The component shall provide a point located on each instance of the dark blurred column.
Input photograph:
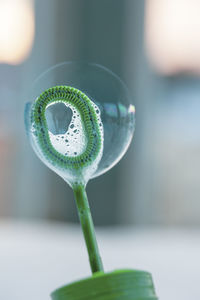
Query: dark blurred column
(93, 31)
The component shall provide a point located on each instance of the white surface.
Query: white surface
(37, 258)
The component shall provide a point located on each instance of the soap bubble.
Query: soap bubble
(110, 100)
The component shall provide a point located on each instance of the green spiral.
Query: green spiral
(90, 122)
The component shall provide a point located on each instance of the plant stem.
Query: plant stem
(88, 228)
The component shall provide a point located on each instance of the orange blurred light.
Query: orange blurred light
(16, 30)
(172, 35)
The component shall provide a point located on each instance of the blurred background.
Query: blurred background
(154, 47)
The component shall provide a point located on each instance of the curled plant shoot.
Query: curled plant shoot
(71, 144)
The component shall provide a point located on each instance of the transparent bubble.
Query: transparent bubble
(111, 103)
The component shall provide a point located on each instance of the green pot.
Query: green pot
(117, 285)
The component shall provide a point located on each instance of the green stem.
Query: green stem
(88, 228)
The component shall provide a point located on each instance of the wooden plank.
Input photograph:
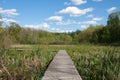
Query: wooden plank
(61, 68)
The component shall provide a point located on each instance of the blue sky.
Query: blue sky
(57, 15)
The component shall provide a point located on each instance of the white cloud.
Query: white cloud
(97, 19)
(68, 22)
(74, 11)
(89, 22)
(9, 12)
(6, 20)
(67, 3)
(84, 26)
(55, 18)
(111, 9)
(66, 31)
(43, 26)
(89, 16)
(79, 2)
(97, 0)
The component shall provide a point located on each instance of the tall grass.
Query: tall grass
(92, 62)
(97, 63)
(24, 65)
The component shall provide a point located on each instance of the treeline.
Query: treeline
(15, 34)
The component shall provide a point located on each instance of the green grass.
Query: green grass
(92, 62)
(24, 65)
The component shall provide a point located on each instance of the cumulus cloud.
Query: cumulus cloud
(43, 26)
(89, 22)
(78, 2)
(97, 0)
(6, 20)
(84, 26)
(110, 10)
(55, 18)
(97, 19)
(89, 16)
(68, 22)
(74, 11)
(67, 3)
(9, 12)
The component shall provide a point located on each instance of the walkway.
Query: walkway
(61, 68)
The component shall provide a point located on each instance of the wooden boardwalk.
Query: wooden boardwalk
(61, 68)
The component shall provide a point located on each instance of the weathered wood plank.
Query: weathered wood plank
(61, 68)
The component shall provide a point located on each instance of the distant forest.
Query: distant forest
(99, 34)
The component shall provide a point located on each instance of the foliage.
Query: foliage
(24, 65)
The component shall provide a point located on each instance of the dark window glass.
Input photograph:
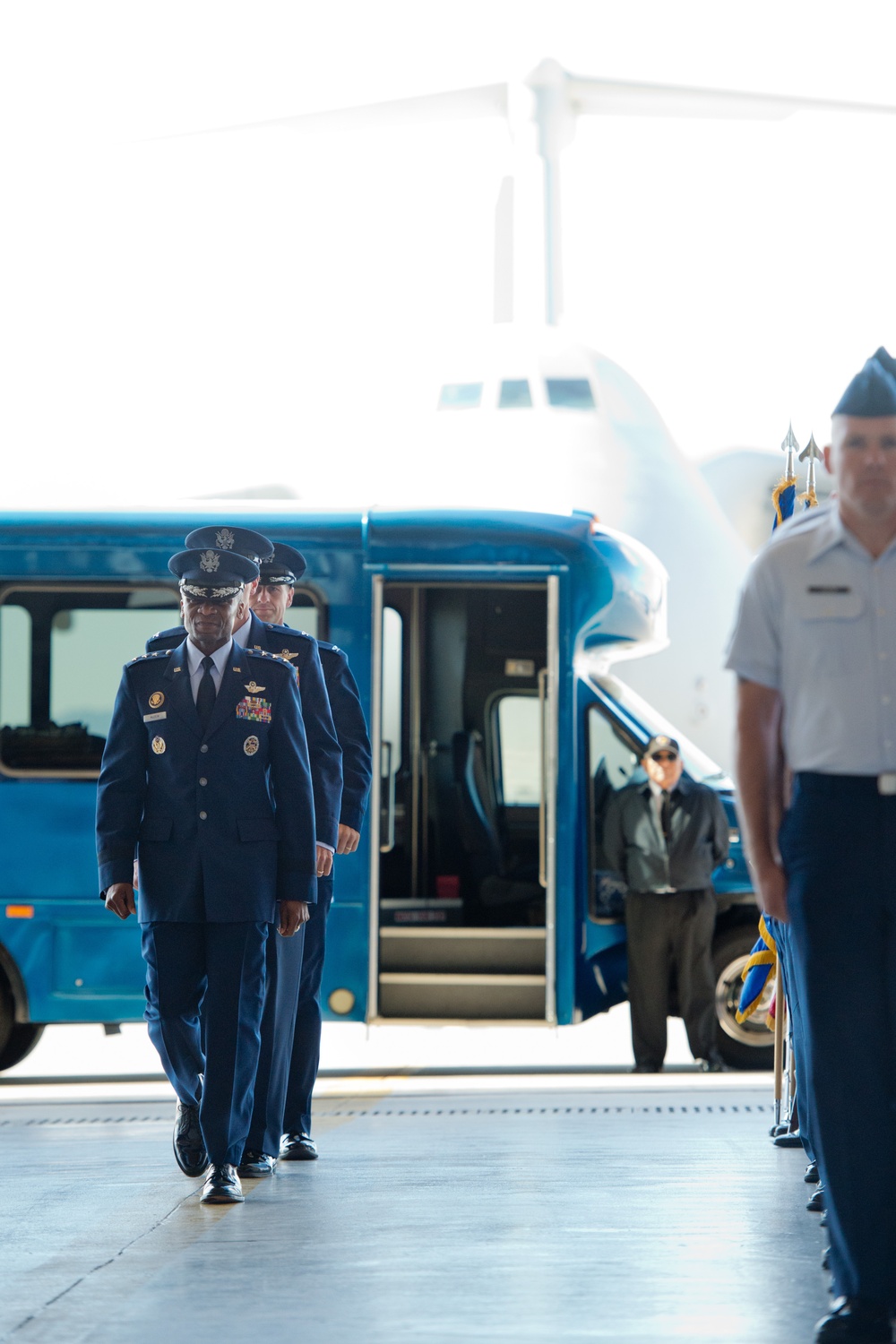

═══

### INSTRUCTIONS TO FOLLOW
Return all of the lines above verbatim, in their original order, and omit the pictures from your output.

### EXERCISE SOLUTION
The component shall provide a point located on each instance of the dark blurred column.
Input photograph:
Query: dark blurred column
(93, 31)
The component shall provide a point located on each instance of the white surface.
Query: white surface
(37, 258)
The component shall provide a point located on each instance of the soap bubble.
Query: soap bubble
(110, 100)
The component shall provide a point located on each instance of the green spiral.
Query: green spiral
(90, 122)
The component shall provide a point located on each instance of the plant stem.
Query: plant stem
(88, 228)
The component shall provide a point located on each instance of the orange blurred light.
Query: orange blurred light
(16, 30)
(172, 35)
The component shall provide a point located on each instance of the blurred background.
Query: blurred background
(154, 47)
The component shall provide a point located on each instance of the curled plant shoot.
Query: curled plant shoot
(71, 144)
The component shall provide a point located on each instance of the transparent bubble.
Query: transparent bubble
(111, 103)
The component shall provide a point located on each instance of the green pot.
Query: green pot
(117, 285)
The component shall provide a point located on each instance of the green stem.
Query: green stem
(88, 228)
The component shall provide a point located on each instance of the wooden plank.
Input photograph:
Query: wooden plank
(61, 68)
The component shall provide a point located on each instance of the blue sky.
Query: blue sky
(57, 15)
The component shall provide a point located on each instance of the white cloud.
Query: white cloud
(97, 19)
(68, 22)
(74, 11)
(89, 22)
(9, 12)
(6, 20)
(67, 3)
(84, 26)
(55, 18)
(111, 9)
(66, 31)
(43, 26)
(89, 16)
(79, 2)
(97, 0)
The component shall provide a point located on each instance of the tall grass.
Query: tall grass
(92, 62)
(97, 63)
(24, 65)
The component shall provide a point located on each instance of the treeline.
Query: treeline
(15, 34)
The component shall provide a point located on each instance of the green grass.
Query: green grass
(92, 62)
(24, 65)
The component shall provide a point located on each instance of the cumulus cloud.
Query: cumulus cloud
(43, 26)
(89, 22)
(78, 2)
(97, 0)
(6, 20)
(84, 26)
(110, 10)
(55, 18)
(97, 19)
(89, 16)
(68, 22)
(74, 11)
(67, 3)
(9, 12)
The component shall provide a point located on each instance of the walkway.
Query: walkway
(61, 68)
The component shall provide a point located on each instance of the wooden boardwalk.
Query: wooden boardwalk
(61, 68)
The component shall provide a point located on each instance of the weathered wood plank.
Query: weathered wood plank
(61, 68)
The component shall provide a point located on each instance of the distant forest.
Query: distant forest
(99, 34)
The component shall provide a point located on each instance of the foliage.
Query: foliage
(24, 65)
The component shall provide a point located on each instance of the dark window glass.
Input photograph:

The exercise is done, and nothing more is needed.